## DIRECTIVES
**1)** From the passage about the stay in Champasak, extract the text starting with "Ging had suggested" and going on through "way to school.".
**2)** According to the passage about the stay in Champasak, at the base of which mountain was Wat Phou originally built?

## TEXT SHOWN
|Inthira Hotel, Champasak|
In the morning Lynne opened the shutters on the bedroom window and a gecko dropped onto the top of her head. I am not sure who was most surprised, but neither party came to any harm.
Ging had suggested we leave at eight so we had breakfast at seven, choosing the same pavement table where we had eaten dinner. Even this early sitting in direct sunshine proved uncomfortably hot and we soon moved inside. While eating we watched the children of the town walking or cycling past on their way to school.
Wat Phou (7km from the Mekong and about the same distance from Champasak) is a UNESCO world heritage site. It was originally a Hindu temple built in the 5th century at the base of Lingaparvata Mountain, a hill with a natural lingam on the summit and thus, obviously, the home of Lord Shiva. The excitement of 5th century man when he discovered a hill with a willy on top can only be imagined, but sadly the organ was lurking in the haze, so I have no photograph.

## DATA PROVIDED

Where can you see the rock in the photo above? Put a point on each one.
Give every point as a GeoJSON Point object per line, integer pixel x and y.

## ANSWERS TO THE PROBLEMS
**1)**
Ging had suggested we leave at eight so we had breakfast at seven, choosing the same pavement table where we had eaten dinner. Even this early sitting in direct sunshine proved uncomfortably hot and we soon moved inside. While eating we watched the children of the town walking or cycling past on their way to school.

**2)** Lingaparvata Mountain